__REQUIREMENT__
Everything in the records except the pictures must be copied out exactly.

__INPUT RECORDS__
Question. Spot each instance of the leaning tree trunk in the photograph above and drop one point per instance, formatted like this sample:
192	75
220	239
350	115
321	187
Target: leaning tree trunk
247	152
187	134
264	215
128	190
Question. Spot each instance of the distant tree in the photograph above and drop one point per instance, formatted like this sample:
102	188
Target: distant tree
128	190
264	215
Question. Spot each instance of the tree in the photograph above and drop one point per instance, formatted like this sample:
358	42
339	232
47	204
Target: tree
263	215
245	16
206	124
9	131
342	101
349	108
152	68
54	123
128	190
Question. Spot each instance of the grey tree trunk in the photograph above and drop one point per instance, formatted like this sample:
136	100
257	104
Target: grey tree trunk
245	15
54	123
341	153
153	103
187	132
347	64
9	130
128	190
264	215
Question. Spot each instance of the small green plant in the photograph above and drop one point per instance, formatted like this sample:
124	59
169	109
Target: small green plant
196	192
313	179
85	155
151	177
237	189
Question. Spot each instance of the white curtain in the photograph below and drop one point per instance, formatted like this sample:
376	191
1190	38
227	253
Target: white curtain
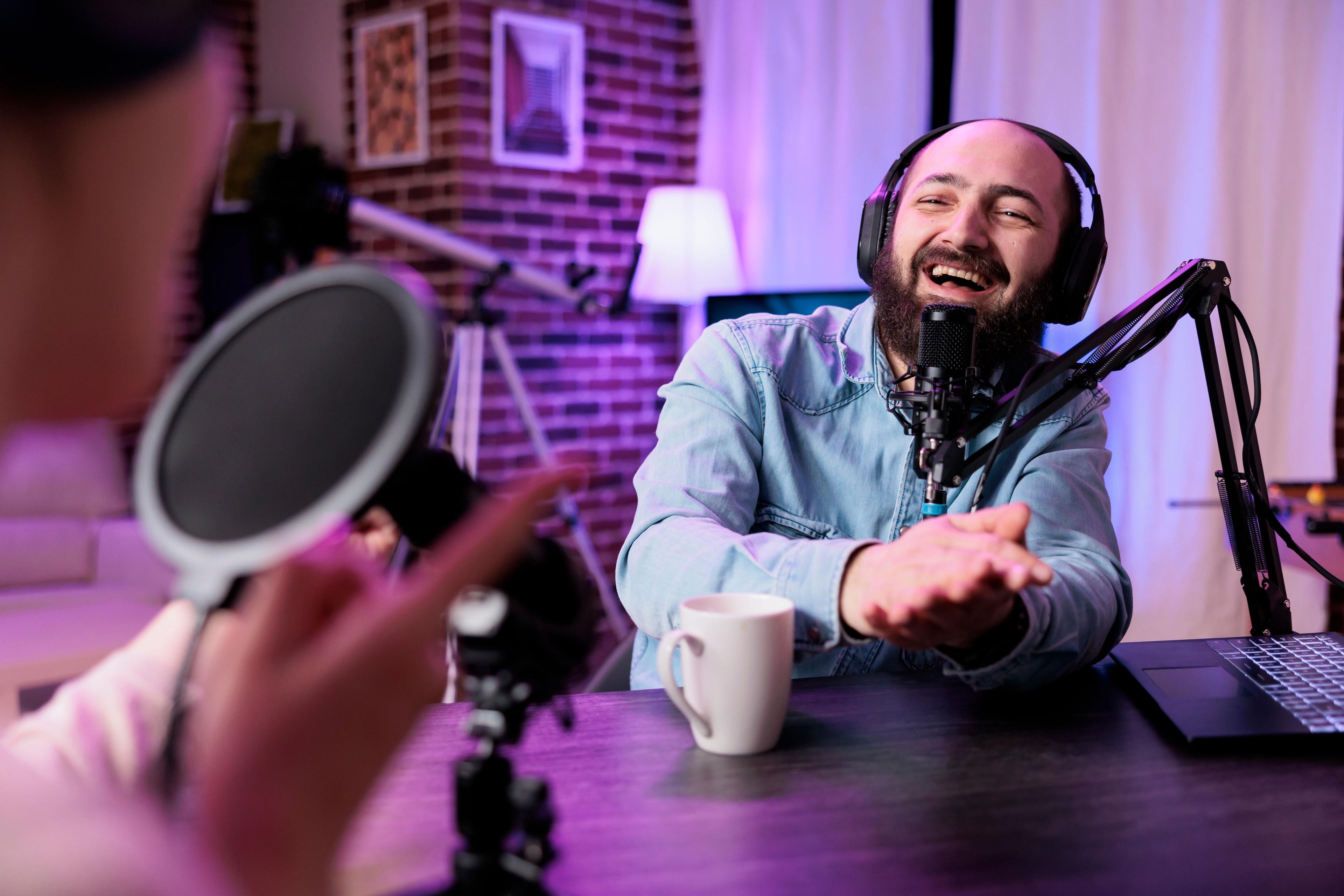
806	104
1216	130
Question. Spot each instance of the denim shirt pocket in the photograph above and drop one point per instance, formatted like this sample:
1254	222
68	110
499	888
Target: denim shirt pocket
792	526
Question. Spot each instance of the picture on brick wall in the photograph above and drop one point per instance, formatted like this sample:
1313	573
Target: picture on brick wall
392	91
537	92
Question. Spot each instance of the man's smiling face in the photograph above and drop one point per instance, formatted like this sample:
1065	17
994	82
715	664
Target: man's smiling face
980	218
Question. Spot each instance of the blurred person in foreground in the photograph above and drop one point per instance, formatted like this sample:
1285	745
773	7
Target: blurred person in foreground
111	116
780	469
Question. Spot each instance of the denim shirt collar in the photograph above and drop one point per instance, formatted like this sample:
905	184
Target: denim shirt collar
861	354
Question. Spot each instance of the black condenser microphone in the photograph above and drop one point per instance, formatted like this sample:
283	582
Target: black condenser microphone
945	386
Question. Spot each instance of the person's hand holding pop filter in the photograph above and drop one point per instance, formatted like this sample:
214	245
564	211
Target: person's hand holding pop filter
322	680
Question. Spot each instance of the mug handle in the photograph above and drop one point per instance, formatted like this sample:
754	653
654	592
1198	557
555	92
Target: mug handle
666	648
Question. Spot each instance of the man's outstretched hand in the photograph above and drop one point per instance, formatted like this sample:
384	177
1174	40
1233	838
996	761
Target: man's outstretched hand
944	582
320	679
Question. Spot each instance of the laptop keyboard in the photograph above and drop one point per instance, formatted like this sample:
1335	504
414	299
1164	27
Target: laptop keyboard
1303	672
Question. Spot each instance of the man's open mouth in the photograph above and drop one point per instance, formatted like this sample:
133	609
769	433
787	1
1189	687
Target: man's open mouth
949	276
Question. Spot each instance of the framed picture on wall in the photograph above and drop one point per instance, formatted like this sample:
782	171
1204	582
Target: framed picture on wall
537	92
392	91
248	146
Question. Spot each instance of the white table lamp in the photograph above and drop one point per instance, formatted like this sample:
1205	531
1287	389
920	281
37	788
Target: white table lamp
690	252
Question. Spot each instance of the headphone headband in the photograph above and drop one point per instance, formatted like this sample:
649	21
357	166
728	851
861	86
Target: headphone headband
1088	257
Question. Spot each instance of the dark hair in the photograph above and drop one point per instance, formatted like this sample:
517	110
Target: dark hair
68	49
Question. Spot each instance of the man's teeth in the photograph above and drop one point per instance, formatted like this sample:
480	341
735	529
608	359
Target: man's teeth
943	271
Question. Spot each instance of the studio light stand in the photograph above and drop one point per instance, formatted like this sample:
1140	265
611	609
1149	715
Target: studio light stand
460	407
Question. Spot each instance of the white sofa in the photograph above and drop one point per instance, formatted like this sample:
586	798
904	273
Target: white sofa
77	580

__ANSWER TO THIS TASK__
Question. Spot each instance of the leaning tree trunk in the photograph above and drop one point per instance, formatted like this sample:
192	75
220	239
350	115
321	187
Target: leaning tree trunk
247	152
187	134
264	215
128	190
Question. Spot each instance of the distant tree in the photograph above and drop one point per instance, formatted like this sample:
102	188
Target: distant tree
128	190
264	215
Question. Spot each instance of the tree in the photograph above and drop one point per instance, formatted like this sample:
358	42
339	232
47	204
Target: tree
263	215
245	16
206	124
9	131
342	101
349	108
152	68
54	123
128	190
Question. Spot each instance of the grey tree trunk in the photograph above and drop one point per instance, formatted like this sample:
136	100
257	104
Target: grey tree trunk
245	15
54	123
341	153
153	103
187	132
347	64
9	130
128	190
264	215
Question. Spot each instance of the small green plant in the photograph above and drop one point per instance, formatted like this sample:
124	59
169	109
Target: small green plant
196	192
313	179
85	155
151	177
237	189
Question. Spot each instance of the white curtain in the photograph below and drop one point per instance, formatted like this sample:
376	191
1190	38
227	253
Target: white curtain
806	104
1216	130
Question. Spot each instance of the denim shirt pocket in the photograph above and drop one point per instance, formatted like this sample:
1254	222
68	110
499	888
Target: denim shirt pocket
792	526
Question. Spot each instance of the picture on brick wall in the photograph above and drop one point per instance, formatted like this sample:
1313	573
Target: picture on brick wall
392	91
537	92
Question. Spot each instance of the man's smiling face in the photograph above and drop one point per instance, formatted like this sample:
1065	17
994	82
715	664
Target: man's smiling face
980	218
Question. Spot each instance of the blurred person in foreground in the photograph above and drop one point per instance, formatted like this sample:
1285	745
773	7
Target: blurred person in foreground
111	116
780	469
Question. Spot each instance of the denim shirt collar in the photograph above and drop one point per instance, formatted like this sample:
905	184
Target: denim shirt collar
861	354
Question. Spot each instance of the black condenser microphone in the photograph above and drop one point per instance, formatted like this sample:
283	582
Target: black condenser microphone
945	386
Question. Spot each instance of the person's hand holding pop filter in the photograph above and drop one point per instance, formatted like this sample:
214	245
564	211
Target: person's hand holding pop filter
322	680
Question. Spot each instance of the mug handle in the photograph above and drop one point per instance, formatted like this sample:
754	653
654	592
1198	557
555	92
Target: mug handle
666	648
Question. Spot each instance of the man's outstretched hand in the photograph above and drop one point per instance, formatted like this sample:
384	177
1174	40
1233	838
996	761
Target: man's outstretched hand
944	582
320	679
Question. Spot each instance of the laptop keyboard in the photograph above and drop one point per instance, formatted like this sample:
1335	504
414	299
1164	27
Target: laptop keyboard
1303	672
Question. Spot each instance of the man's open mouth in the photograph above and drop one point per instance, formatted like this sample:
133	609
769	433
787	1
1189	687
Target: man's open mouth
949	276
Question. Spot each instance of the framed picture on wall in the photograph above and drop one point per instance, formatted like this sample:
782	171
1204	582
Target: framed picture on wall
537	92
392	91
248	146
Question. Spot each instance of the white table lamp in the photograph above and drop one point per instance, formatted like this sample:
1205	531
1287	389
920	281
37	788
Target: white table lamp
690	252
Question. Spot each instance of the headphone headband in the photograph above and drop one point per instance, formatted like this sample:
649	21
357	166
728	851
861	86
Target: headphone headband
1088	257
Question. Spot each instance of the dark hair in the photograph above and drop one point per instance, formatted like this sample:
517	110
Target: dark hair
68	49
Question. Spot each instance of the man's teeth in the photograph above and drop one point per instance, formatted like this sample:
480	341
735	529
608	359
Target: man's teeth
943	271
Question. Spot each instance of the studio light stand in the photograph above and drop one point per instance, formatted like this sample:
1140	265
611	609
1149	715
Target: studio light stand
460	407
Question. Spot each instance of the white sofa in the photograph above and drop one point per instance, formatted like this sample:
586	798
904	273
Target: white sofa
77	580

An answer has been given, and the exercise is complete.